▸ **Passage shown**:
----

Just because he can do it all doesn’t mean he always wants to. Smith is a team player, constantly lobbing compliments and credit to other musicians. He made certain that at least one of the film’s cues include writing from assistants Christa Marie Duggan and Jaimee Jimin Park.
“I really felt like I needed people who could know how to do this who needed a little more experience on a bigger level, but also were very good composers themselves, just in case there were situations where if I have to continue writing other cues, they could handle other things,” Smith explained. “I’m very hands-on when it comes to writing so I wanted to make sure the score sounded homogenous and that if someone else was coming on to write, it didn’t break the established sound world. I think they did a great job.”
Smith gravitated toward movie scoring while studying in undergrad. When a filmmaker approached his class about composing for a short, Smith was the only one to raise his hand. The experience led to his first feature, Bloom, when he was only a sophomore. Smith wrote in his dorm room and gathered classmates to play the tracks.
“I bought everyone pizza and beer and had a sixty-piece orchestra,” Smith laughed. “They were all my friends and we conducted everything in my college classroom. From there, I kept focusing on scoring things that drew me in instead of just anything that came my way because it was hard to balance playing and writing.”
The call to make The Doom That Came to Gotham came not over the Bat-Phone but through a conversation app, Clubhouse. During the pandemic, Smith started exploring and engaging in conversations.
“They had subjects every day about different things in the industry, and I basically put my virtual hand up, went onstage, and just talked from the perspective of opening up the door to composers who don’t really get the chance,” Smith said. “Specifically diversity and inclusion in the scoring space. In recent years we’ve seen that with Kris Bowers, Michael Abels, Jermaine Stegall, and now Jongnic Bontemps. These composers are now rising up the ranks because people are actually giving people chances to do these things. I feel honored to even be able to contribute to the DC Universe being a black, gay composer. It would be unheard of five years ago.”
Smith’s words struck co-director Sam Liu who reached out with the offer.

----

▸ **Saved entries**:
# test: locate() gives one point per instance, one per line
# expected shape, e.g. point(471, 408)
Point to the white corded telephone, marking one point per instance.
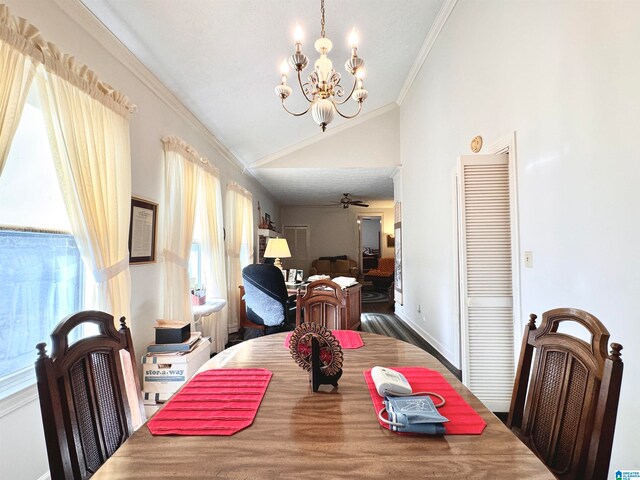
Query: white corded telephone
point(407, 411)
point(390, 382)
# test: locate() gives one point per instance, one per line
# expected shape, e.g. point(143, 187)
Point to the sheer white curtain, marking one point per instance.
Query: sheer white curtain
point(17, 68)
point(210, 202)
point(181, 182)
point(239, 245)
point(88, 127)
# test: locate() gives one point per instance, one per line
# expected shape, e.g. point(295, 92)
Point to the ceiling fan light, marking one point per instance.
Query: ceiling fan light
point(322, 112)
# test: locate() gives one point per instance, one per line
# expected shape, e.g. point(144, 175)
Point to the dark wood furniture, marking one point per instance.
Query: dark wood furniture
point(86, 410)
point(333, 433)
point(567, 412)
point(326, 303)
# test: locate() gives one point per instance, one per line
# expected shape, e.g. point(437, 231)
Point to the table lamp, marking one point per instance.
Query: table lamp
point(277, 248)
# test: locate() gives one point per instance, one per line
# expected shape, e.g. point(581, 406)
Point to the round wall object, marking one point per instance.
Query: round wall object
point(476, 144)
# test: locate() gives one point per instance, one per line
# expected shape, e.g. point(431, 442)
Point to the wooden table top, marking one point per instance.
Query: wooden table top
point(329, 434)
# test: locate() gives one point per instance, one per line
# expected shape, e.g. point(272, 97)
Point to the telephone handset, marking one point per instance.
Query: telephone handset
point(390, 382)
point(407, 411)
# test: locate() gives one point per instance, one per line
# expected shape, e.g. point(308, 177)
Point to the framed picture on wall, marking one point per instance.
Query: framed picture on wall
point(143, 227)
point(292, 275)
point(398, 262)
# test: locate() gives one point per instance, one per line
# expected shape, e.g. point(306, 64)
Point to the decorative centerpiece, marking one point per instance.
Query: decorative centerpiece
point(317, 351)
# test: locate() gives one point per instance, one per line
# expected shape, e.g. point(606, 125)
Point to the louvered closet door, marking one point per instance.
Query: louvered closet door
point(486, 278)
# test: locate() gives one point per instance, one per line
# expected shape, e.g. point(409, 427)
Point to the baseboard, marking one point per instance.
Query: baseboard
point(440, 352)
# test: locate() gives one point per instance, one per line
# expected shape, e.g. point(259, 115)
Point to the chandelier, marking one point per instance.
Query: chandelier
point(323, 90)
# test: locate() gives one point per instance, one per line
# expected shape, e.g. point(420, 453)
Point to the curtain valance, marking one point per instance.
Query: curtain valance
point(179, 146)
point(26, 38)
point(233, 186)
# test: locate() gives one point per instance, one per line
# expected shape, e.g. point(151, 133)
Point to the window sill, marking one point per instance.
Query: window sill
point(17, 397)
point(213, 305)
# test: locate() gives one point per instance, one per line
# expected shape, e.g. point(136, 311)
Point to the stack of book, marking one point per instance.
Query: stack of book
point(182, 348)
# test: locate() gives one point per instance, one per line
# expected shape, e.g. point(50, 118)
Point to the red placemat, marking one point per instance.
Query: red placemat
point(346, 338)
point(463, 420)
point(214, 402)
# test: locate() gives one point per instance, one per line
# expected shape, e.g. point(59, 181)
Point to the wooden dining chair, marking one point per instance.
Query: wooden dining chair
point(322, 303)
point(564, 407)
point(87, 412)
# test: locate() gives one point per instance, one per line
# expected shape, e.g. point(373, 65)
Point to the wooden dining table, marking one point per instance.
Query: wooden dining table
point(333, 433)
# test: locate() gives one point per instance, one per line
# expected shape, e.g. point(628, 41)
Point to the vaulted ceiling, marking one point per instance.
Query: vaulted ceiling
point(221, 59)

----

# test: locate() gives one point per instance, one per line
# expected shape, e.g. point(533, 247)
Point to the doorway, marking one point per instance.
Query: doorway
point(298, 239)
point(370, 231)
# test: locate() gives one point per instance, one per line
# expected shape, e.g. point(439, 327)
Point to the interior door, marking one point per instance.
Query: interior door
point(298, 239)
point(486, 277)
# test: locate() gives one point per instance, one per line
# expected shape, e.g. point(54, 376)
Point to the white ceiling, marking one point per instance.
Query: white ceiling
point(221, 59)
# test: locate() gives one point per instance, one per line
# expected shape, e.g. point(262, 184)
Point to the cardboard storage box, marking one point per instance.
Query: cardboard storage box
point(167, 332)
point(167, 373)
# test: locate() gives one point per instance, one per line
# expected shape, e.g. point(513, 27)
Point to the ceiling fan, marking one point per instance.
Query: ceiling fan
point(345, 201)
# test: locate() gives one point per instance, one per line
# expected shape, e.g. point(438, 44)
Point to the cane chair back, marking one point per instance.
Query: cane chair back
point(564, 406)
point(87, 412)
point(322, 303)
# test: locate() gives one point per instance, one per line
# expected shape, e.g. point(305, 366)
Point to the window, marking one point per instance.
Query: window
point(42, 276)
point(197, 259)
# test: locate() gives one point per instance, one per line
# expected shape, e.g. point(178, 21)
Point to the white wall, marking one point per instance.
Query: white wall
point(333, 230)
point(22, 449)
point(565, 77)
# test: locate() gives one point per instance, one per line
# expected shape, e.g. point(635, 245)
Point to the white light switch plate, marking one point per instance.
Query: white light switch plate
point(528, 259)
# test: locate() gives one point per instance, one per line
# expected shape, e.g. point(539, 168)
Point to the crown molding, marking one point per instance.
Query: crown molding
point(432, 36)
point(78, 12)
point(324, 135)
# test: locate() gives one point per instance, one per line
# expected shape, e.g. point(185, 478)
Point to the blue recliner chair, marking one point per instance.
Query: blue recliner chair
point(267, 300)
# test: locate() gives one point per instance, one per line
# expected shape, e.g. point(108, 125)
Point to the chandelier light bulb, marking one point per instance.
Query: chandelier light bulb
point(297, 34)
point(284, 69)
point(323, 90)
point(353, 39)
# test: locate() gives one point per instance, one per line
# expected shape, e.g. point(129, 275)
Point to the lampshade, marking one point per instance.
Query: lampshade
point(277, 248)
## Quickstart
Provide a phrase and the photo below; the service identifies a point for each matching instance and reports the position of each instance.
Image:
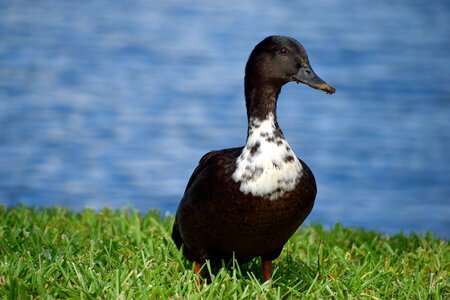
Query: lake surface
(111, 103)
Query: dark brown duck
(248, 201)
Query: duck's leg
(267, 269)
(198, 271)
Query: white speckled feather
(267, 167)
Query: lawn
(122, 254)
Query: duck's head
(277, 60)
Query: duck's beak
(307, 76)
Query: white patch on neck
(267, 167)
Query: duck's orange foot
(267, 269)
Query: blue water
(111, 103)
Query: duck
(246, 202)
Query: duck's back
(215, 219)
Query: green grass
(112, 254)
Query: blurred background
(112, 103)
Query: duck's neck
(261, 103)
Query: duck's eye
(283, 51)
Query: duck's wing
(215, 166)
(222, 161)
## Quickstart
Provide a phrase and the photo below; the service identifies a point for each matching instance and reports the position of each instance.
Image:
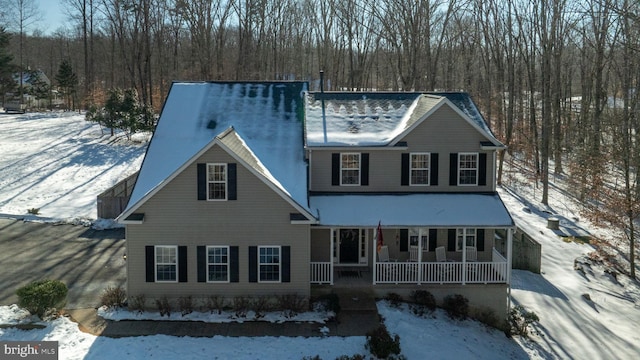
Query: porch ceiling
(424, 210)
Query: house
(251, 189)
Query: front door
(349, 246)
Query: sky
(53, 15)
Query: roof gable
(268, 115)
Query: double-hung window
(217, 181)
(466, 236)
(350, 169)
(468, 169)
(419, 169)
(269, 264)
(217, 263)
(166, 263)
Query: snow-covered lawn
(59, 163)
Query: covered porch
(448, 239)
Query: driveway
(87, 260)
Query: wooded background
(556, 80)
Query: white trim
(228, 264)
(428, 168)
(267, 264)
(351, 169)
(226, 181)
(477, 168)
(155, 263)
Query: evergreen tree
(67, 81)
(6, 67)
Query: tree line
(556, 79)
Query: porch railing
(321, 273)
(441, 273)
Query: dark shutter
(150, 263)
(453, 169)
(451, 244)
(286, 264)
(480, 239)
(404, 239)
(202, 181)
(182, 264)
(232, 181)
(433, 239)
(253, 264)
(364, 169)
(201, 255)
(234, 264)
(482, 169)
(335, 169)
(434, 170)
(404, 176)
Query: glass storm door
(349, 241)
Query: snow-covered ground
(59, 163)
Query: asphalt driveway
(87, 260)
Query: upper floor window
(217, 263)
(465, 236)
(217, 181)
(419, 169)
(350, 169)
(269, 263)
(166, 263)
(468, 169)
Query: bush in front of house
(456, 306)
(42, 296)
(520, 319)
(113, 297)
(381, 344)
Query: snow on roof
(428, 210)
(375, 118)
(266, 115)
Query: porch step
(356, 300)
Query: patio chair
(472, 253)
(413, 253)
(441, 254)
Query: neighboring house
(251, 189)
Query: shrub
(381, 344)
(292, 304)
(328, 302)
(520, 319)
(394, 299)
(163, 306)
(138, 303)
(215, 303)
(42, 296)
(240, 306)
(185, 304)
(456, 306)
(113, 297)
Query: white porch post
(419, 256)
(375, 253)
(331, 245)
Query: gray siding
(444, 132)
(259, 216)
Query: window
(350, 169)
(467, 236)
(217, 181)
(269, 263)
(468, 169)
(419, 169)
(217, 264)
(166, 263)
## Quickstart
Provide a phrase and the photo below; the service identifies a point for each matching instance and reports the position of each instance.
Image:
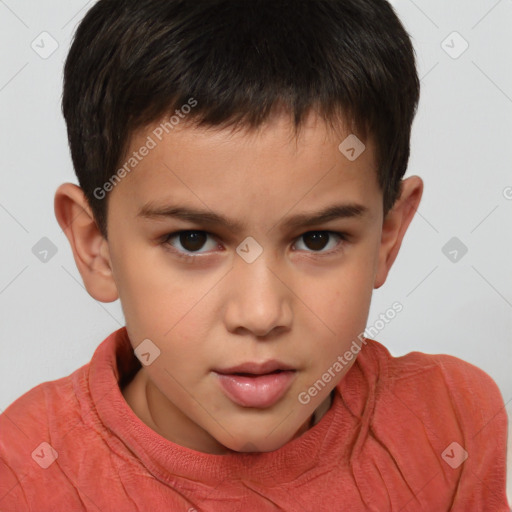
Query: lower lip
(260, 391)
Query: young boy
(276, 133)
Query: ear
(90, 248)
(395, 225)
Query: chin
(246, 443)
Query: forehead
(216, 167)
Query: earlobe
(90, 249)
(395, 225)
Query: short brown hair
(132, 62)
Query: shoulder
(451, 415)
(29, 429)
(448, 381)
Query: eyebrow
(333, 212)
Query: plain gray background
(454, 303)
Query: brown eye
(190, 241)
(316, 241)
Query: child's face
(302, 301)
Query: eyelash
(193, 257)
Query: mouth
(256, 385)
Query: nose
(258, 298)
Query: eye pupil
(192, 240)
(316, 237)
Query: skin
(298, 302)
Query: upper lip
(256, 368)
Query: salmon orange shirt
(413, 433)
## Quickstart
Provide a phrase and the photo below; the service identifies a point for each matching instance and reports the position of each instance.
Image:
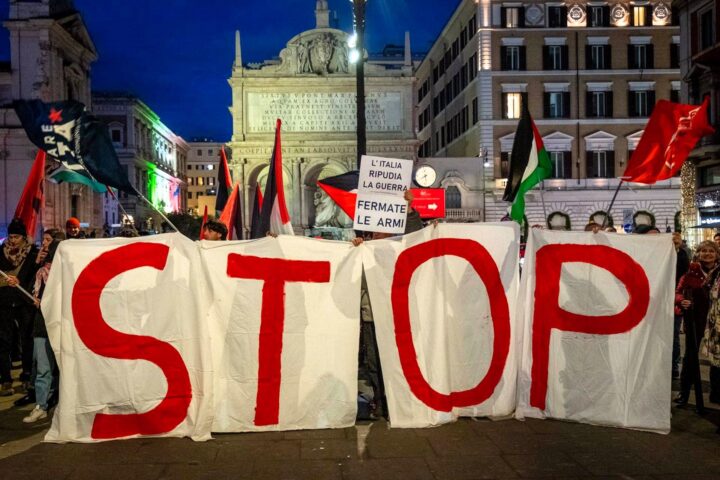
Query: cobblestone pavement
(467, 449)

----

▸ **What you will do**:
- a) Please transcribe the profile of Smith word for word, between "The call to" and "engaging in conversations.", inclusive.
- b) Go on with the profile of Smith, starting right after its final sentence.
The records stand apart from the profile of Smith and are separate material.

▸ **Answers provided**:
- a)
The call to make The Doom That Came to Gotham came not over the Bat-Phone but through a conversation app, Clubhouse. During the pandemic, Smith started exploring and engaging in conversations.

- b)
“If it wasn’t for that app and getting rid of those gatekeepers in the way who control that stuff, this may have never happened,” Smith admitted. “It happened because I made a conscious decision to focus on my writing more than playing, because I can always play and I can record, but this is something I really want to do and have really wanted to do since I was very young. So I said, ‘You know what? Let’s do it.’ What better credit to get as your first studio film?”
“Being on the stage is like a real-time masterclass every time I show up,” Smith observed. “It’s invaluable to composers, and most composers don’t even get the opportunity to be in those rooms to see what works and doesn’t work. So I just take it in as a performer enjoying the music there and learning. Everything from the inside out. How an orchestra responds to things when you put a cue in front of them that’s insane and how efficiently they play it.”
For every door of opportunity that Smith opens, he is looking for another to knock on. Working with Ava DuVernay, Alfonso Cuarón, James Cameron, and Barry Jenkins are on his bucket list and likely on the horizon.
“It just feels kind of like a dream. There are not many places you can live in the world where you can do this as a musician,” Smith said. “The versatility of being a musician, a performer, a composer. You can’t do it in many places like this and actually make a living. I don’t take it for granted. I just love to be in the room. I’m excited about anything I’m a part of because so many people would love to be there, so I’m just happy to be there.”
Batman: The Doom That Came to Gotham will be available on Digital, 4K Ultra HD, and Blu-ray on March 28.